-------- Records shown
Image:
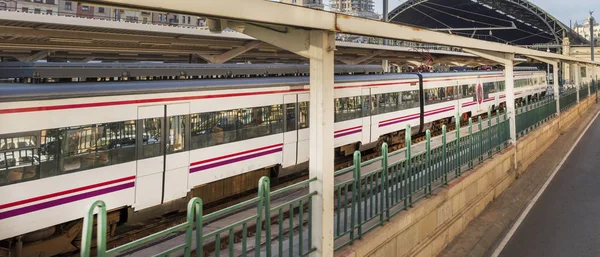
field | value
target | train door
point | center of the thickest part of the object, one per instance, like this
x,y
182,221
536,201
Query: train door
x,y
163,159
366,120
290,135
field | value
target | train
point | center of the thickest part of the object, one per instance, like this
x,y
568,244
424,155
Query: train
x,y
145,145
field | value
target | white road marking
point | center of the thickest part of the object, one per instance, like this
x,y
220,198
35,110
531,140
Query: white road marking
x,y
514,228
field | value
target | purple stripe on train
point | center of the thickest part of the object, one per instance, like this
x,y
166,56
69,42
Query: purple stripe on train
x,y
234,160
416,117
348,133
61,201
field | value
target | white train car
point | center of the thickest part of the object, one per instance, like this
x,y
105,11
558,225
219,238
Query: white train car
x,y
146,143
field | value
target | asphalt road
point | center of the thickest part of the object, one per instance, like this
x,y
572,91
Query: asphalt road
x,y
565,221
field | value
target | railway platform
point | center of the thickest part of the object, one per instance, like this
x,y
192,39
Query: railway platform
x,y
361,205
557,225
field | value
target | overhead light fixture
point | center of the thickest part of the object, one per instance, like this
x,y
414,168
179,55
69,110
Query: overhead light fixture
x,y
71,40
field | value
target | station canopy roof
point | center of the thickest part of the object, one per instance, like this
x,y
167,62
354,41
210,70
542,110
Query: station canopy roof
x,y
515,22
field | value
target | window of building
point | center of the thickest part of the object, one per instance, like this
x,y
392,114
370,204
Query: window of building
x,y
65,150
303,115
440,94
221,127
349,108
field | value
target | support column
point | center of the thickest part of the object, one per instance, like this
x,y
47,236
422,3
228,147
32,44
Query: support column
x,y
322,45
588,73
576,78
386,66
505,59
510,96
556,86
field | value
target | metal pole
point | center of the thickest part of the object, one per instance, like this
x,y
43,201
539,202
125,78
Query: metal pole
x,y
322,44
548,68
385,10
385,63
592,33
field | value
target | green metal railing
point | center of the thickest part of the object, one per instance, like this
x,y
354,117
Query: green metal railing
x,y
194,211
568,99
366,195
247,231
532,114
583,91
396,180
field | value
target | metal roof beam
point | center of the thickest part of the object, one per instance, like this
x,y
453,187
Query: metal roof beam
x,y
362,58
298,17
34,57
224,57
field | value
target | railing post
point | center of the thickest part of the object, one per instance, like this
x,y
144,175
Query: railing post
x,y
480,133
259,214
88,227
470,143
194,210
490,132
507,128
497,130
408,177
356,195
444,155
428,156
385,167
267,201
457,121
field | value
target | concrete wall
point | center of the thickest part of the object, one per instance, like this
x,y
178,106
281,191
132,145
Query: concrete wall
x,y
432,223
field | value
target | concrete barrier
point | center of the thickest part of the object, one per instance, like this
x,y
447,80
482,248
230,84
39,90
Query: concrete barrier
x,y
432,223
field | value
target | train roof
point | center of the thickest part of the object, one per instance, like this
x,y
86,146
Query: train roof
x,y
47,91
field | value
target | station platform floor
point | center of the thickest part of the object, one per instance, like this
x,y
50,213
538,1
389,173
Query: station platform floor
x,y
565,219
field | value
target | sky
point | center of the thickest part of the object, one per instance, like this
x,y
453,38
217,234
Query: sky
x,y
564,10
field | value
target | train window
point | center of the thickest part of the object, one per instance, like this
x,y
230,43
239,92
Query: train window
x,y
19,159
388,102
303,115
122,141
435,95
467,91
410,99
215,128
151,138
176,134
290,117
200,129
499,85
49,148
451,93
349,108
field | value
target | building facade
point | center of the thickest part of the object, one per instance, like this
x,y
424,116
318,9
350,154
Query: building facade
x,y
318,4
73,8
360,8
8,5
584,30
49,7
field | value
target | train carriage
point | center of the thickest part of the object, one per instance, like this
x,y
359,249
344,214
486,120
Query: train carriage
x,y
143,144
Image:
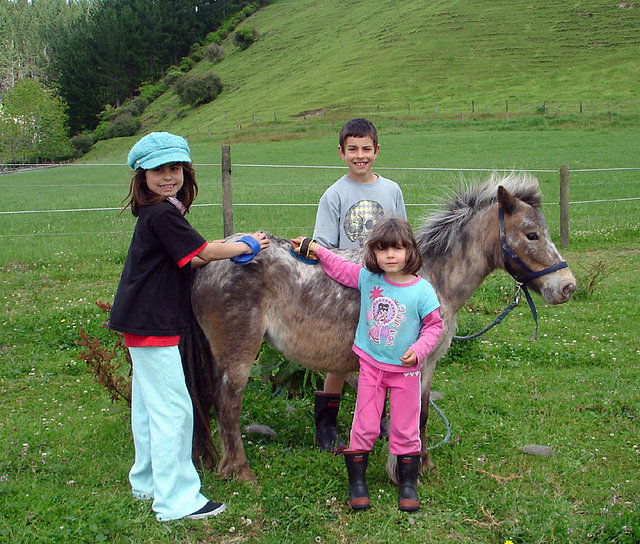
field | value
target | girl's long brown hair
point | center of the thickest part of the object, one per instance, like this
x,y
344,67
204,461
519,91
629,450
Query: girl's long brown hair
x,y
141,195
392,231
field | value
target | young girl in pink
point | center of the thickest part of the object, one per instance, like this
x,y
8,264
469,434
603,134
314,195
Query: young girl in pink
x,y
399,325
151,308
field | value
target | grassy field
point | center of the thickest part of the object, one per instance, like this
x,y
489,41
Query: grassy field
x,y
420,59
65,449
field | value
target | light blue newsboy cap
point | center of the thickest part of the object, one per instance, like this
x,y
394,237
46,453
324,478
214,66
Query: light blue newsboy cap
x,y
156,149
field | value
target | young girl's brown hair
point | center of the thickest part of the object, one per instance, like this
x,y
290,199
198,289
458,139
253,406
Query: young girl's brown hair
x,y
392,231
141,195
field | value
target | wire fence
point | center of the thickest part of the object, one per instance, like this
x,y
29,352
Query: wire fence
x,y
597,206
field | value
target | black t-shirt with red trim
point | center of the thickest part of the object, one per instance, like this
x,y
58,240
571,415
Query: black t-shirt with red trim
x,y
153,297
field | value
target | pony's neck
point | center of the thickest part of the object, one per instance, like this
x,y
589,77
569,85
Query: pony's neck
x,y
456,274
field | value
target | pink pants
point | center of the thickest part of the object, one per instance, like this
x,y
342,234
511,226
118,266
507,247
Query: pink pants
x,y
404,409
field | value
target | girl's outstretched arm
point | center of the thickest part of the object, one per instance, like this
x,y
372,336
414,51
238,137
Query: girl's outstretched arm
x,y
219,249
336,267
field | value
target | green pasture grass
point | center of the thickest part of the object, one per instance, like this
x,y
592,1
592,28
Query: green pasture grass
x,y
283,200
326,60
65,448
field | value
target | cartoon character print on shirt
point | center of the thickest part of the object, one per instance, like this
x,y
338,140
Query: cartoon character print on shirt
x,y
360,219
384,317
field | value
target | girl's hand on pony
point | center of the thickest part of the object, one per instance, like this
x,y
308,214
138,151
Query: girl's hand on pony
x,y
262,239
308,250
409,358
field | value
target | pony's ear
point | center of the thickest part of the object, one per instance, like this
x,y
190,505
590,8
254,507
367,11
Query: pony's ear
x,y
506,200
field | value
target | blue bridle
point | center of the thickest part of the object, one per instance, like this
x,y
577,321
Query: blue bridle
x,y
508,254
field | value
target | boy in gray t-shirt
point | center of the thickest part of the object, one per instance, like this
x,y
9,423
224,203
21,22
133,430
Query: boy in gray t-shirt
x,y
346,214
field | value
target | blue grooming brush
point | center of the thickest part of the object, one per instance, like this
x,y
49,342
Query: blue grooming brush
x,y
305,260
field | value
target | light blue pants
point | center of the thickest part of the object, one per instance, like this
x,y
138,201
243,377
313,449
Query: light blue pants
x,y
162,424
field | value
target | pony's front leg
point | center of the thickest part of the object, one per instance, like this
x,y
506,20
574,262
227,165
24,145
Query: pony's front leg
x,y
427,463
228,406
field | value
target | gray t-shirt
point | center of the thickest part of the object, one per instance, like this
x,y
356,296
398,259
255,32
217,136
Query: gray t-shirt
x,y
348,210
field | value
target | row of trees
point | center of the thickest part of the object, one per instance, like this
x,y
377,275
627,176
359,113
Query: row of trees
x,y
95,54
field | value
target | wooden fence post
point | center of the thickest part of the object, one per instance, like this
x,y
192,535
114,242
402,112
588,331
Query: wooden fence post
x,y
564,206
227,201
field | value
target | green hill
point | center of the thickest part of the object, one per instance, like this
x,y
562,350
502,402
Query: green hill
x,y
420,58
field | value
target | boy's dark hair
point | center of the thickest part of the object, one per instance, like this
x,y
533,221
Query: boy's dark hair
x,y
358,128
392,231
141,195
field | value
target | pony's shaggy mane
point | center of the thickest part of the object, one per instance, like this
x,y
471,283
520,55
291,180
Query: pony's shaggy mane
x,y
443,228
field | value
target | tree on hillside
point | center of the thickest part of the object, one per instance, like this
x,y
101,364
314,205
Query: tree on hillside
x,y
123,43
29,33
32,124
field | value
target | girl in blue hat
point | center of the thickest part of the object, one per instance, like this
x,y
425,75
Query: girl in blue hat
x,y
151,308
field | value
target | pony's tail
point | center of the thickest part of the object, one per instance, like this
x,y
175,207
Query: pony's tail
x,y
199,371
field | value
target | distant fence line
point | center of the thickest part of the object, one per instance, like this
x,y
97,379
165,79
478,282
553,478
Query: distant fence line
x,y
227,203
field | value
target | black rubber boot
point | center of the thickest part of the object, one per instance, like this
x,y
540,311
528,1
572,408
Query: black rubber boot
x,y
357,470
326,415
408,469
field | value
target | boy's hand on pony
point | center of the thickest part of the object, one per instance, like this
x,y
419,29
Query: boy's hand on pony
x,y
409,358
305,246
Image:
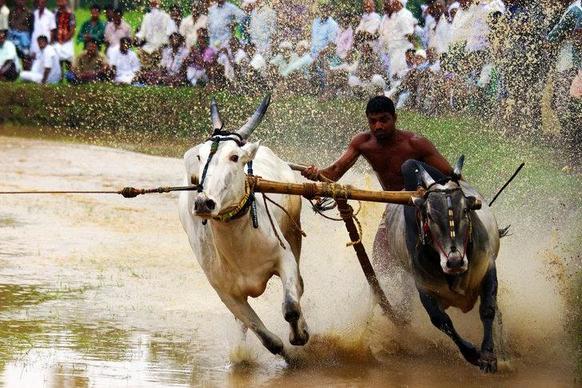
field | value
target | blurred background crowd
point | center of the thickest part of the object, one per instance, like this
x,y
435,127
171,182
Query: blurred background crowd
x,y
496,57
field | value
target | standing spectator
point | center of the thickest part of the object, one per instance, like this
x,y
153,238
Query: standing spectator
x,y
345,37
9,61
44,24
46,67
201,60
367,30
115,30
90,66
93,28
396,30
65,32
4,15
194,22
176,15
221,17
155,29
292,19
125,65
324,29
568,83
263,26
20,23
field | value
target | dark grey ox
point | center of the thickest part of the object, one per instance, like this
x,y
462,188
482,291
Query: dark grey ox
x,y
448,242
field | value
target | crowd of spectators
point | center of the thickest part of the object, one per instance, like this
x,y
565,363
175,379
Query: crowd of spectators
x,y
447,56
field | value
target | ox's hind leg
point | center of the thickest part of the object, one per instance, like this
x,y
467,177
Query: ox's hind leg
x,y
443,322
488,359
249,318
293,290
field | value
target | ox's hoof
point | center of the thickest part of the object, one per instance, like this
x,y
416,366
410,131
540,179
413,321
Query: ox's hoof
x,y
298,337
291,311
488,362
470,353
273,344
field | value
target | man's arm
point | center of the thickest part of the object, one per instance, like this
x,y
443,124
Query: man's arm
x,y
430,155
340,166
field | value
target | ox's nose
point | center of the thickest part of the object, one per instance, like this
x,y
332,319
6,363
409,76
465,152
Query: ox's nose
x,y
454,262
204,205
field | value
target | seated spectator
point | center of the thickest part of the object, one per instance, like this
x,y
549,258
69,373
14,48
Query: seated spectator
x,y
115,30
46,67
172,69
124,64
9,61
90,66
93,28
154,32
201,61
20,24
66,24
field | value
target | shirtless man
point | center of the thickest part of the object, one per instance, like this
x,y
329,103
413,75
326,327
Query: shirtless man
x,y
389,151
393,154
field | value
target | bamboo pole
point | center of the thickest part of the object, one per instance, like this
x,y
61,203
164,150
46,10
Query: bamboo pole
x,y
333,190
346,213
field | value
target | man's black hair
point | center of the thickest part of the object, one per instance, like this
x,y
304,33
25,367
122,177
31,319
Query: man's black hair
x,y
380,104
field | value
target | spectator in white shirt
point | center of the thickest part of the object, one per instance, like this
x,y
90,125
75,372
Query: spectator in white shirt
x,y
221,17
154,32
194,22
46,67
9,61
44,24
125,64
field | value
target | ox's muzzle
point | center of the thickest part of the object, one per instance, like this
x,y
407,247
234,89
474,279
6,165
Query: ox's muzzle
x,y
454,263
204,206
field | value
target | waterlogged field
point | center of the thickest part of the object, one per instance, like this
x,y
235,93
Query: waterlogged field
x,y
104,291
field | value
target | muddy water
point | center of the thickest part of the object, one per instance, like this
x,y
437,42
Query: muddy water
x,y
104,291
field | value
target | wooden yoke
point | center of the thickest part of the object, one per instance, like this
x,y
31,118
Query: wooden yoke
x,y
347,213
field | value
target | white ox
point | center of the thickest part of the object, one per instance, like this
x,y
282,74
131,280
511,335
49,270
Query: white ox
x,y
237,258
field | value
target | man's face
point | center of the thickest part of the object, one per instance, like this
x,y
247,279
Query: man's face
x,y
382,125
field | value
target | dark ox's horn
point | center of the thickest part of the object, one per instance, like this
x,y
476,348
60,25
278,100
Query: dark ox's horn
x,y
458,167
424,176
215,116
254,121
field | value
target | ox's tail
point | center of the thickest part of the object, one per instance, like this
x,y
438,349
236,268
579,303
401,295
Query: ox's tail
x,y
504,231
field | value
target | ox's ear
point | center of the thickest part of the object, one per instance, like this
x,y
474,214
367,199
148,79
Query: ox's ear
x,y
250,151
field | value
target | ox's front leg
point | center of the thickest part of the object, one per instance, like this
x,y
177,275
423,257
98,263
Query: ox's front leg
x,y
443,322
292,292
488,359
248,317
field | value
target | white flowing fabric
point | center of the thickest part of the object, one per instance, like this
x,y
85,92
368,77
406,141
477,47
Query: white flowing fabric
x,y
394,31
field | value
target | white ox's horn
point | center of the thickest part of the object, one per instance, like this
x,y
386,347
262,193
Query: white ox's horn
x,y
215,116
254,121
424,176
459,167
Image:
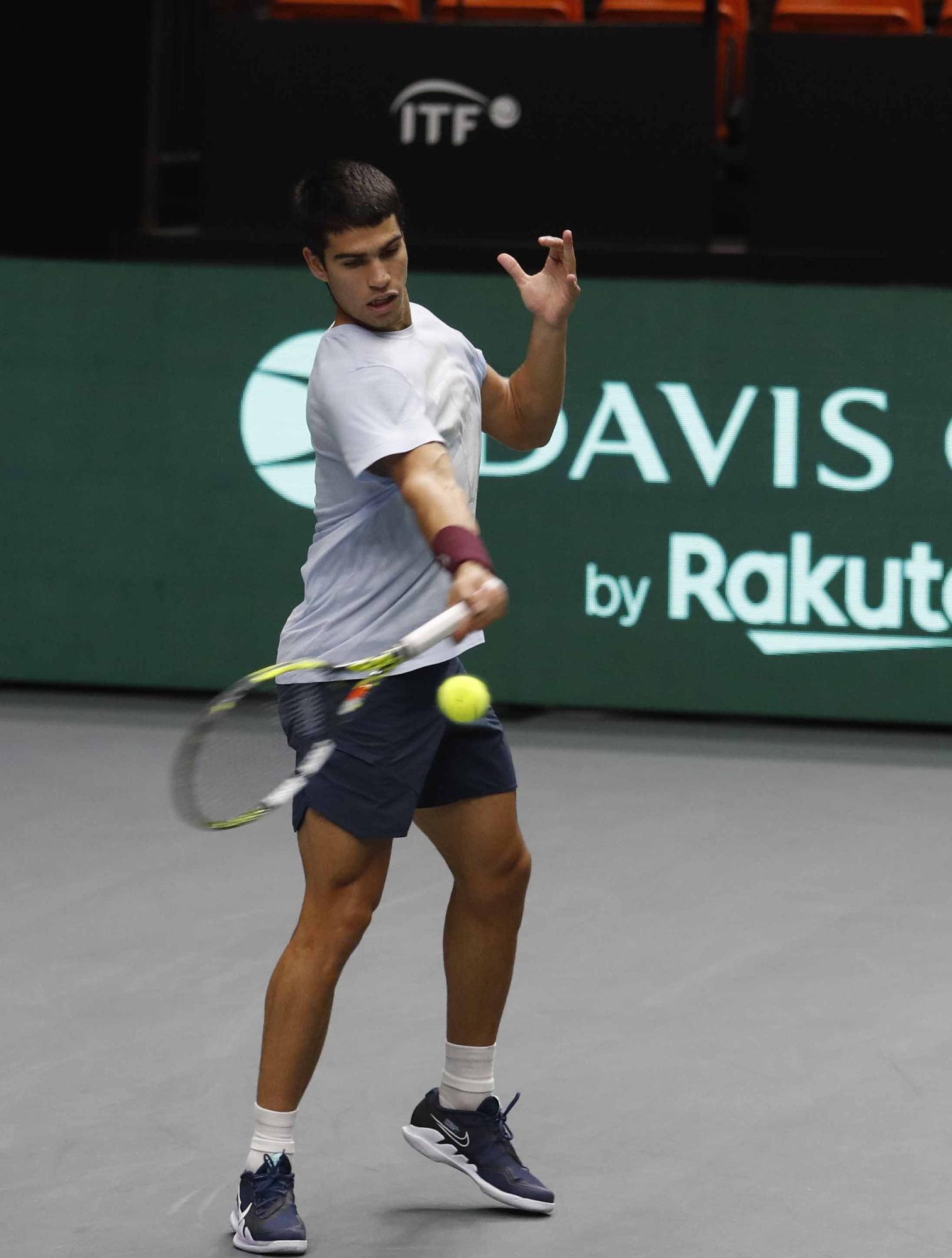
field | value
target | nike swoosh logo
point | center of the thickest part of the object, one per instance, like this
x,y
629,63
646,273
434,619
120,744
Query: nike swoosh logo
x,y
455,1139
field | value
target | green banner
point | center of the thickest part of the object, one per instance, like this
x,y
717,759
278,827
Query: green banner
x,y
744,508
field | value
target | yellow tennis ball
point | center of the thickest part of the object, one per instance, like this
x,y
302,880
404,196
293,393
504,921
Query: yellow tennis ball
x,y
463,699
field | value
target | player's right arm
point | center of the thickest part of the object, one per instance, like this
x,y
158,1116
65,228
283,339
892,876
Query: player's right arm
x,y
429,486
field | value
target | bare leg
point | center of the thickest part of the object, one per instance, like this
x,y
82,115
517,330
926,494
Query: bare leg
x,y
344,884
482,843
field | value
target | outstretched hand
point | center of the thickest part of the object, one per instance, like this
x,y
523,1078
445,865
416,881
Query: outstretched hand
x,y
551,294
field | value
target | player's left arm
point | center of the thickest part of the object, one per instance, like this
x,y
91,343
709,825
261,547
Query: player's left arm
x,y
523,412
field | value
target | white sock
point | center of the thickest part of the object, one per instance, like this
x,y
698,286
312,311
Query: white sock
x,y
274,1134
467,1076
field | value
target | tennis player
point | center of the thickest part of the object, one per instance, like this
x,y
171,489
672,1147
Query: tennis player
x,y
396,406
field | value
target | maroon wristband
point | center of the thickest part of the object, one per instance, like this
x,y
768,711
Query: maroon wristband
x,y
456,545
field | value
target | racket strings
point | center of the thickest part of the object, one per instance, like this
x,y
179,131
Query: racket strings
x,y
248,750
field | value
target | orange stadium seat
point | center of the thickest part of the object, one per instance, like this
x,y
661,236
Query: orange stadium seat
x,y
851,17
733,37
349,11
510,11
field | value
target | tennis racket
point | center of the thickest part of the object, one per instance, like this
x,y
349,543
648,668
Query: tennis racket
x,y
235,764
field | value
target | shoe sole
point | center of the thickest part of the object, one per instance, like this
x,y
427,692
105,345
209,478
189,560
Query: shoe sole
x,y
422,1139
265,1247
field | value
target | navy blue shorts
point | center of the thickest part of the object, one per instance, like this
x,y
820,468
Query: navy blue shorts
x,y
399,753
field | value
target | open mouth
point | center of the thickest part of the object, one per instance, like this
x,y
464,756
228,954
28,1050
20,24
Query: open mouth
----------------
*Given request*
List every line of the records that contains the word "standing", copying each line in full.

*Solution for this task*
target | standing spectator
Query: standing spectator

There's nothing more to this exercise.